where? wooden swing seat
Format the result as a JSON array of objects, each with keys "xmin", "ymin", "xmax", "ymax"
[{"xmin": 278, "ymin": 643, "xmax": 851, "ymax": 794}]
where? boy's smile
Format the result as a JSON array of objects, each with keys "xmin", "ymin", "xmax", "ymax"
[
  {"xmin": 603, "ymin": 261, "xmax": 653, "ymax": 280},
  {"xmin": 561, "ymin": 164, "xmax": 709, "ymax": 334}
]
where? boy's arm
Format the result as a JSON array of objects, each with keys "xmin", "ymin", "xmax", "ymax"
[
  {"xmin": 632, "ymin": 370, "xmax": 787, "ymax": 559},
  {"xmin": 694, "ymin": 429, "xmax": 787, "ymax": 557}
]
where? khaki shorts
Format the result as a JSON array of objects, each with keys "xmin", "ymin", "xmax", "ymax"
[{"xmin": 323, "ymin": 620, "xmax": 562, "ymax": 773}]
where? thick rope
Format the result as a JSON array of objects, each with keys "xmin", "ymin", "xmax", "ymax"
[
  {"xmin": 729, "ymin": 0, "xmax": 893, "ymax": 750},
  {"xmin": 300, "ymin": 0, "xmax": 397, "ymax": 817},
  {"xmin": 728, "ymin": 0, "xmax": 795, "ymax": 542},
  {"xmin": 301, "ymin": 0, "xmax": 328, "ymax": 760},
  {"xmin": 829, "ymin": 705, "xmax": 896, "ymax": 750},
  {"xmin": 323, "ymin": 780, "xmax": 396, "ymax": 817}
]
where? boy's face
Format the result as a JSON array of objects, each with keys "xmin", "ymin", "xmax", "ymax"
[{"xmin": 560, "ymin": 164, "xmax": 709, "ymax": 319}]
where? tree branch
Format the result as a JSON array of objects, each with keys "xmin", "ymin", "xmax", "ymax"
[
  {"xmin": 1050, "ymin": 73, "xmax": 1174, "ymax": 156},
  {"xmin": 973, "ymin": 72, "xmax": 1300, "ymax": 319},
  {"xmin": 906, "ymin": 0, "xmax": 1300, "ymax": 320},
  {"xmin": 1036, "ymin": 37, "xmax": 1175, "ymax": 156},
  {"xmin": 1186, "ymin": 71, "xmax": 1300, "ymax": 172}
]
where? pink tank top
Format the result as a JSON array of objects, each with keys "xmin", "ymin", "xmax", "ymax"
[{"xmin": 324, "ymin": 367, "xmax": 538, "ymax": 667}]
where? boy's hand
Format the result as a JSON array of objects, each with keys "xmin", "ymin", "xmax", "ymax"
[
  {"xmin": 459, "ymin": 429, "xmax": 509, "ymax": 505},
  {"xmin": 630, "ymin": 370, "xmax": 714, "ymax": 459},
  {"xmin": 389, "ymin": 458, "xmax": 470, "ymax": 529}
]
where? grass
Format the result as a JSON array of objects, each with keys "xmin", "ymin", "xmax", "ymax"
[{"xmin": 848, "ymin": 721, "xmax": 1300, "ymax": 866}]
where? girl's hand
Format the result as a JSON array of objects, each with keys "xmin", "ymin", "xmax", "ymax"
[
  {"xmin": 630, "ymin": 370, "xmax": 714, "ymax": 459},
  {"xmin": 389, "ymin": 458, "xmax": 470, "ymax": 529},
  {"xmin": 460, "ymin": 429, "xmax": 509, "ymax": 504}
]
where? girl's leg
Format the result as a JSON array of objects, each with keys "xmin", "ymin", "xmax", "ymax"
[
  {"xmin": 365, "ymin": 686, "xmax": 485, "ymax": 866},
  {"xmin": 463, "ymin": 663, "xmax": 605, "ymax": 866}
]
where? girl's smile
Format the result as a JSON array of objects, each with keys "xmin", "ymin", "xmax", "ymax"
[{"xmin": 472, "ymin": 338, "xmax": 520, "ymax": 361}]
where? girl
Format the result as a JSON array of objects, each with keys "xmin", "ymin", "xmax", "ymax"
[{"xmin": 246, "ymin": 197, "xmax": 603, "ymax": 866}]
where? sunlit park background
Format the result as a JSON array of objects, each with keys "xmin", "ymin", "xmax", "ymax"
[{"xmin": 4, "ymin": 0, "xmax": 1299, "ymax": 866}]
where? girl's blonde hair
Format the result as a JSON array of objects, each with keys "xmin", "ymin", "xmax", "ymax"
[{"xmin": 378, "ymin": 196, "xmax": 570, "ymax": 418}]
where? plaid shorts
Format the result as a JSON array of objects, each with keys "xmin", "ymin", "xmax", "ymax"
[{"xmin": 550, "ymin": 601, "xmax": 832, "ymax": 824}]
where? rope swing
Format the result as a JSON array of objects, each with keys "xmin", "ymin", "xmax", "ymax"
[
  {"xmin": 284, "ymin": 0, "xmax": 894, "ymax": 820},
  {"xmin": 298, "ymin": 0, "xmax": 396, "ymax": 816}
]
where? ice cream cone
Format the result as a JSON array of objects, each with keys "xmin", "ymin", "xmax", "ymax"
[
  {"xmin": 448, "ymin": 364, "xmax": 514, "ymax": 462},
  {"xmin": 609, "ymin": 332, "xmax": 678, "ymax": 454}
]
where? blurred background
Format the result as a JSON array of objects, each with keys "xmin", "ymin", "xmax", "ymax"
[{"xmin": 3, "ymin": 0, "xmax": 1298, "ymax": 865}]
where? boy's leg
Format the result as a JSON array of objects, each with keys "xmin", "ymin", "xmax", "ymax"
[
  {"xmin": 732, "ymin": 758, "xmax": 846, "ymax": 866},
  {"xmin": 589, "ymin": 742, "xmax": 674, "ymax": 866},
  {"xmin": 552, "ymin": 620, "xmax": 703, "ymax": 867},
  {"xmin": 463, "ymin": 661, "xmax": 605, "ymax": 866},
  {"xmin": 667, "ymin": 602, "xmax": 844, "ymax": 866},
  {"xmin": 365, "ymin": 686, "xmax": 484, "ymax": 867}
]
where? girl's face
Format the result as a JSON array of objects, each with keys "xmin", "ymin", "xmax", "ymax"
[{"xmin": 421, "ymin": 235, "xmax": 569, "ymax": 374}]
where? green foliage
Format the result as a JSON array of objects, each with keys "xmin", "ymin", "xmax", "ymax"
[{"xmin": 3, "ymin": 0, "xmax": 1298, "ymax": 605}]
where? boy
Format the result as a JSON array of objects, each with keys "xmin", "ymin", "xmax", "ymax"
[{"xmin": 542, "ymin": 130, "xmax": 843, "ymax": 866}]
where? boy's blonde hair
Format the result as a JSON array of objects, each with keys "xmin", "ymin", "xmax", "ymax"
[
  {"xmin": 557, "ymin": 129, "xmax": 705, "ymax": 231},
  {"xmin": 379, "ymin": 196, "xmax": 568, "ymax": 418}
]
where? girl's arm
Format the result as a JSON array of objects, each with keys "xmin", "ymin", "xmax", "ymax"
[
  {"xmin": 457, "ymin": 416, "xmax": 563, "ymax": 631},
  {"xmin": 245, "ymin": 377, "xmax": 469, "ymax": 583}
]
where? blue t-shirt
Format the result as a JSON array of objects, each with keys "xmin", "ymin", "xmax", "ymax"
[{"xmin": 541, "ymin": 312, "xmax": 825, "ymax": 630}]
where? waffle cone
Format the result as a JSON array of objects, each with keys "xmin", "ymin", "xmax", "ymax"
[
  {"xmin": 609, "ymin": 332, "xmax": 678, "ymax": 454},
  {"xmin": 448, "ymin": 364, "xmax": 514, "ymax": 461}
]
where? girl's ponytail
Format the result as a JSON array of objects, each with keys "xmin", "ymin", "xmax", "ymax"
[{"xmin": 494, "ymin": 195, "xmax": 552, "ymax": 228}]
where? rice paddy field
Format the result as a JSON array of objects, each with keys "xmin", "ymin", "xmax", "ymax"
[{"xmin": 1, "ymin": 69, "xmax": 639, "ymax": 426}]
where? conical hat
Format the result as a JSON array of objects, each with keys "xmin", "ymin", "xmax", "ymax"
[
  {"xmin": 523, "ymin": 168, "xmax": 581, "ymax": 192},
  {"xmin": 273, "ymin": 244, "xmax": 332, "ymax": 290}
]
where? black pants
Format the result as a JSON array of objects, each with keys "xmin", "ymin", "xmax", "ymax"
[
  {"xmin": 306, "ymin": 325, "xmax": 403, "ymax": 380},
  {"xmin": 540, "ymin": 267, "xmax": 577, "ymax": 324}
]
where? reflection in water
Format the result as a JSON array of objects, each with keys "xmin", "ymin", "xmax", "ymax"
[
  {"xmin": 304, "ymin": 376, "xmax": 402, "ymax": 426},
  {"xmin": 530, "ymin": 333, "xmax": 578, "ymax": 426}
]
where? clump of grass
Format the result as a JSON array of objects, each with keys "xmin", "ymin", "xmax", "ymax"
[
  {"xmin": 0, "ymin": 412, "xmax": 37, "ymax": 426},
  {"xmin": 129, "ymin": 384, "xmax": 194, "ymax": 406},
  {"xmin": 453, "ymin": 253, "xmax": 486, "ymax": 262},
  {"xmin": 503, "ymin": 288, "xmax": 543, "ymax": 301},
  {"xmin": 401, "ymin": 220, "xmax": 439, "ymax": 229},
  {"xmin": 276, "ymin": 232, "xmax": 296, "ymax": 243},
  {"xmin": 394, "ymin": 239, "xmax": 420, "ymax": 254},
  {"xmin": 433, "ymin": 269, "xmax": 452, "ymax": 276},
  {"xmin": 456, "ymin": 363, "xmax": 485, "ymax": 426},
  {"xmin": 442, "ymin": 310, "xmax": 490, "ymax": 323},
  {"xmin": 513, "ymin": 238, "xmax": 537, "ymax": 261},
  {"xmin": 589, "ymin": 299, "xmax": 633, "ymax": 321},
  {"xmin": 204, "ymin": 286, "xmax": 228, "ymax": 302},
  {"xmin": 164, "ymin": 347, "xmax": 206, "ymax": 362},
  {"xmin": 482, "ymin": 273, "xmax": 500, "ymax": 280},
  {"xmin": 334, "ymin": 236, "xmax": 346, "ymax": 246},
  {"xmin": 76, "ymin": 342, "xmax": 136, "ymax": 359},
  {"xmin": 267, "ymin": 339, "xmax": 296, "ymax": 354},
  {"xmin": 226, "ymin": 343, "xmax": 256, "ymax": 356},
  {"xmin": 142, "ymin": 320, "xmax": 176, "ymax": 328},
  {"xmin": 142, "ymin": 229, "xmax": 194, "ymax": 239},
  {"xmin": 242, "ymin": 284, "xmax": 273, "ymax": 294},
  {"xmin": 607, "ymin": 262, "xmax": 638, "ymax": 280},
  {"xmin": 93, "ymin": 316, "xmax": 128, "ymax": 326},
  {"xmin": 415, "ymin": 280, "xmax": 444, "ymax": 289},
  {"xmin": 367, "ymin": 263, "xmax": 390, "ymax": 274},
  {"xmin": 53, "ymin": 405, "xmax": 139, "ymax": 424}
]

== BRIEF ==
Restate word for word the entries above, starting at the line with "where? reflection in water" and ending at the line with "where? clump of grass", inclusive, and no others.

== ANSWER FOR THIS EXERCISE ==
where? reflection in water
Format the result as a JSON array of objects, each with keys "xmin", "ymin", "xmax", "ymax"
[
  {"xmin": 304, "ymin": 376, "xmax": 402, "ymax": 426},
  {"xmin": 530, "ymin": 333, "xmax": 578, "ymax": 426}
]
where? clump of grass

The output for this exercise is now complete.